:: What to produce ::
Each record below should be repeated precisely as written.

:: Data supplied ::
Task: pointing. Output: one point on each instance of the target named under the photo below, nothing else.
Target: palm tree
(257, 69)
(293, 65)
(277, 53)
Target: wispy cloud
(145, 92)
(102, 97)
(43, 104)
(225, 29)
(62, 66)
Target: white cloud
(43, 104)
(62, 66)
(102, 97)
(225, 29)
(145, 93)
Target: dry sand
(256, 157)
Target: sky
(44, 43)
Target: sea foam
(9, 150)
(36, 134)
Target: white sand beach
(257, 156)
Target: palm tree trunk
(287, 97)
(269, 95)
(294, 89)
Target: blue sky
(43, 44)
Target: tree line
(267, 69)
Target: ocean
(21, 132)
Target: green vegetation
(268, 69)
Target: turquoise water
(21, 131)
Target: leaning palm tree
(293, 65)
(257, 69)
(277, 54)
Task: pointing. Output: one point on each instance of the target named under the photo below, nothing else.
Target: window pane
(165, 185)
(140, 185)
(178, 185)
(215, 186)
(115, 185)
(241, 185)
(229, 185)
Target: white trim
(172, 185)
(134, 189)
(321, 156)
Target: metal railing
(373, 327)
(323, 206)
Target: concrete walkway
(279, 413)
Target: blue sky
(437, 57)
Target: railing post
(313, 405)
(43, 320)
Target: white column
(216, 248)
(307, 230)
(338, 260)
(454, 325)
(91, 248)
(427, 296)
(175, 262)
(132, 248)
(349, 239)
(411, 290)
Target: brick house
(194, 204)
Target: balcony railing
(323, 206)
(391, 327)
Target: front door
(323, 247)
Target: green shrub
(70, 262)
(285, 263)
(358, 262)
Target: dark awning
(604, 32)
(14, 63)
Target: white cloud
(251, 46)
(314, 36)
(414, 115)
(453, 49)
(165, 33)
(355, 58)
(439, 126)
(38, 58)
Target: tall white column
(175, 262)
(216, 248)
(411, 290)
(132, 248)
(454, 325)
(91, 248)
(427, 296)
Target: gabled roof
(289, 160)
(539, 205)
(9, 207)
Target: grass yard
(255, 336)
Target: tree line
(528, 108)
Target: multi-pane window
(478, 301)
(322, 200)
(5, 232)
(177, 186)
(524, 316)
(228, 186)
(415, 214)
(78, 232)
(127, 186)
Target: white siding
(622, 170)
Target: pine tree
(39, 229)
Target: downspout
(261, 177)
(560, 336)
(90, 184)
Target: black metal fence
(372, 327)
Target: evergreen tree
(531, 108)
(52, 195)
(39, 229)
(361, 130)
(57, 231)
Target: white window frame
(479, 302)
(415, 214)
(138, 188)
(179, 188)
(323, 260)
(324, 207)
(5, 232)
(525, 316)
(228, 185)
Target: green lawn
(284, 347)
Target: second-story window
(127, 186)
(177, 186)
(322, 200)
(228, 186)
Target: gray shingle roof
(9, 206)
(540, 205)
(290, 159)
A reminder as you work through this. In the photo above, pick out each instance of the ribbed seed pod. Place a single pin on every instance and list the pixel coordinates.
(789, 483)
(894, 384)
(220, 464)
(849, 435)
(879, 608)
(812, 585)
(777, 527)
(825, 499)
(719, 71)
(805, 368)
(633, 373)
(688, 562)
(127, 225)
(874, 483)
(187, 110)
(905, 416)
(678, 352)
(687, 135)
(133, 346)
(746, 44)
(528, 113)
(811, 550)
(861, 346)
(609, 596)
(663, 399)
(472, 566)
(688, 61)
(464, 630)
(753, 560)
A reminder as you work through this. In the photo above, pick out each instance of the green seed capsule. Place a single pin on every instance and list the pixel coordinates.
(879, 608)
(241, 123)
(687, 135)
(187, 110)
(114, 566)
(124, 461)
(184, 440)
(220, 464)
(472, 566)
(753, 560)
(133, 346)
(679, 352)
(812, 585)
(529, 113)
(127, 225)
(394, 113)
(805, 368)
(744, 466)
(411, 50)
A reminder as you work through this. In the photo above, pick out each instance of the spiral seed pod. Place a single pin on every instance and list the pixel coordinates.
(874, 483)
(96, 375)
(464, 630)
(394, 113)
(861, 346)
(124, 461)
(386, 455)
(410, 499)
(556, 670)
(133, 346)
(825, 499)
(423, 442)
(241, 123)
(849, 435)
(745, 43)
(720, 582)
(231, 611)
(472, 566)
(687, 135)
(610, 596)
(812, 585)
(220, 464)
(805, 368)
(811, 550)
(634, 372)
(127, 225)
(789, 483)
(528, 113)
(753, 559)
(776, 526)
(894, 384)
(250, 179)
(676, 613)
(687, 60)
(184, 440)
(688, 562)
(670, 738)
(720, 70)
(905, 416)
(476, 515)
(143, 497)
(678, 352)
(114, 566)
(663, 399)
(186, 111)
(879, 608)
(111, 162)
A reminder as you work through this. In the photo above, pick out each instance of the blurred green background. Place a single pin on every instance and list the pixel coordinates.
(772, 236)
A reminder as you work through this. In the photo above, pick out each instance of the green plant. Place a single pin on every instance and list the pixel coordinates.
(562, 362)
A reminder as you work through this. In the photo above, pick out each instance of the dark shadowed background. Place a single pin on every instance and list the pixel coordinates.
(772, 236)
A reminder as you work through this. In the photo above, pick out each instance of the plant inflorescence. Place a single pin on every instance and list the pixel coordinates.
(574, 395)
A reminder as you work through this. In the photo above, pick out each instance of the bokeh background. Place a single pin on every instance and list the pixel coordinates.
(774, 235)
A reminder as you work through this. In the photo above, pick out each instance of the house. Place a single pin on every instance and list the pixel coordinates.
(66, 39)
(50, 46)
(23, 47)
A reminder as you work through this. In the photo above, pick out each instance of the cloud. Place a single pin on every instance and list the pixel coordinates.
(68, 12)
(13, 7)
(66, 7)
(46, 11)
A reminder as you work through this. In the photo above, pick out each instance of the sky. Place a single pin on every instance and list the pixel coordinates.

:: Your response ::
Task: pointing. Output: one point on each instance of the target named under the photo below, nothing else.
Target: palm tree
(257, 69)
(293, 65)
(277, 53)
Target: wispy cloud
(145, 92)
(102, 97)
(43, 104)
(225, 29)
(62, 66)
Target: white cloud
(43, 104)
(62, 66)
(102, 97)
(225, 29)
(145, 93)
Target: dry sand
(256, 157)
Target: sky
(44, 43)
Target: sea foam
(9, 150)
(36, 134)
Target: white sand beach
(257, 156)
Target: palm tree trunk
(287, 97)
(269, 95)
(294, 89)
Target: blue sky
(43, 44)
Target: tree line
(267, 69)
Target: ocean
(21, 132)
Target: green vegetation
(268, 69)
Target: turquoise water
(21, 131)
Target: leaning palm tree
(293, 65)
(257, 69)
(277, 54)
Task: pointing. Output: one point on each instance of the target named under the photo below, nothing else.
Target: window pane
(165, 185)
(140, 185)
(178, 185)
(215, 186)
(115, 185)
(241, 185)
(229, 185)
Target: white trim
(172, 185)
(134, 189)
(321, 156)
Target: metal railing
(373, 327)
(323, 206)
Target: concrete walkway
(279, 413)
Target: blue sky
(437, 57)
Target: railing post
(313, 405)
(43, 320)
Target: white column
(216, 248)
(307, 230)
(338, 260)
(454, 325)
(91, 248)
(427, 296)
(175, 262)
(132, 248)
(349, 239)
(411, 290)
Target: brick house
(194, 204)
Target: balcony railing
(323, 206)
(391, 327)
Target: front door
(323, 247)
Target: green shrub
(70, 262)
(285, 263)
(358, 262)
Target: dark awning
(604, 32)
(14, 63)
Target: white cloud
(251, 46)
(314, 36)
(414, 115)
(453, 49)
(165, 33)
(355, 58)
(439, 126)
(38, 58)
Target: tall white column
(175, 262)
(216, 248)
(411, 290)
(132, 248)
(454, 325)
(91, 248)
(427, 296)
Target: gabled roof
(289, 160)
(539, 205)
(9, 207)
Target: grass yard
(255, 336)
Target: tree line
(528, 108)
Target: multi-pane window
(478, 301)
(322, 200)
(5, 232)
(177, 186)
(524, 316)
(228, 186)
(415, 214)
(78, 232)
(127, 186)
Target: white siding
(622, 170)
Target: pine tree
(39, 229)
Target: downspout
(261, 177)
(560, 336)
(90, 184)
Target: black metal fence
(372, 327)
Target: evergreen tree
(531, 108)
(52, 195)
(39, 229)
(361, 130)
(57, 231)
Target: white window frame
(479, 302)
(415, 214)
(138, 188)
(179, 188)
(323, 260)
(324, 207)
(5, 232)
(525, 316)
(228, 185)
Target: green lawn
(284, 347)
Target: second-story window
(127, 186)
(177, 186)
(322, 200)
(228, 186)
Target: gray shingle roof
(9, 206)
(540, 205)
(290, 159)
A reminder as you work through this. In the photo above, pick out each instance of the ribbed seed pod. Place a single pin on every instance and list the pixel coordinates.
(789, 483)
(894, 384)
(220, 464)
(849, 435)
(879, 608)
(812, 585)
(777, 527)
(825, 499)
(719, 71)
(805, 368)
(633, 373)
(688, 562)
(127, 225)
(874, 483)
(187, 110)
(905, 416)
(678, 352)
(687, 135)
(133, 346)
(746, 44)
(528, 113)
(811, 550)
(861, 346)
(609, 596)
(663, 399)
(472, 566)
(688, 61)
(464, 630)
(753, 560)
A reminder as you work through this. In the photo above, pick out each instance of the green seed capsule. Place a single pin on every instance and list the pixel coordinates.
(879, 608)
(241, 123)
(687, 135)
(187, 110)
(114, 566)
(124, 461)
(184, 440)
(220, 464)
(472, 566)
(753, 560)
(133, 346)
(679, 352)
(812, 585)
(529, 113)
(127, 225)
(394, 113)
(805, 368)
(744, 466)
(411, 50)
A reminder as you work through this. In the photo above, pick out each instance of the spiral seed pod. Place a single pin on every instance and list the pixel coordinates.
(874, 483)
(96, 375)
(464, 630)
(394, 113)
(861, 346)
(124, 461)
(386, 455)
(410, 499)
(556, 670)
(133, 346)
(825, 499)
(423, 442)
(241, 123)
(849, 435)
(745, 43)
(720, 582)
(231, 611)
(472, 566)
(687, 135)
(610, 596)
(812, 585)
(220, 464)
(805, 368)
(811, 550)
(634, 372)
(127, 225)
(789, 483)
(528, 113)
(753, 559)
(776, 526)
(894, 384)
(250, 179)
(676, 613)
(687, 60)
(184, 440)
(688, 562)
(670, 738)
(720, 70)
(905, 416)
(476, 515)
(143, 497)
(678, 352)
(114, 566)
(663, 399)
(186, 111)
(879, 608)
(111, 162)
A reminder as you work through this. In the photo above, pick out each instance of the blurred green background. Place a single pin on every instance and list the pixel coordinates.
(772, 236)
A reminder as you work through this. In the photo above, pick out each instance of the green plant. Place a single pin on every instance and list the pixel coordinates.
(562, 362)
A reminder as you work through this. In the photo above, pick out each instance of the dark shadowed background. Place a single pin on every instance and list the pixel coordinates.
(772, 236)
A reminder as you work through this. In the photo above, pick out each instance of the plant inflorescence. Place a single pin on every instance and list the pixel coordinates.
(574, 395)
A reminder as you work through this. In the photo above, pick out each instance of the bokeh background. Place a single pin on every instance and list the pixel coordinates.
(774, 235)
A reminder as you work through this. In the photo above, pick out each instance of the house. Place a single pin on every instance and list the pixel coordinates.
(66, 39)
(50, 46)
(23, 47)
A reminder as you work through this. In the photo above, pick out each instance of the cloud. Place a single pin on every instance and list the pixel coordinates.
(68, 12)
(13, 7)
(66, 7)
(46, 11)
A reminder as you work through this. In the photo above, pick out each instance of the sky. Place a single pin on every instance and list the pixel coordinates.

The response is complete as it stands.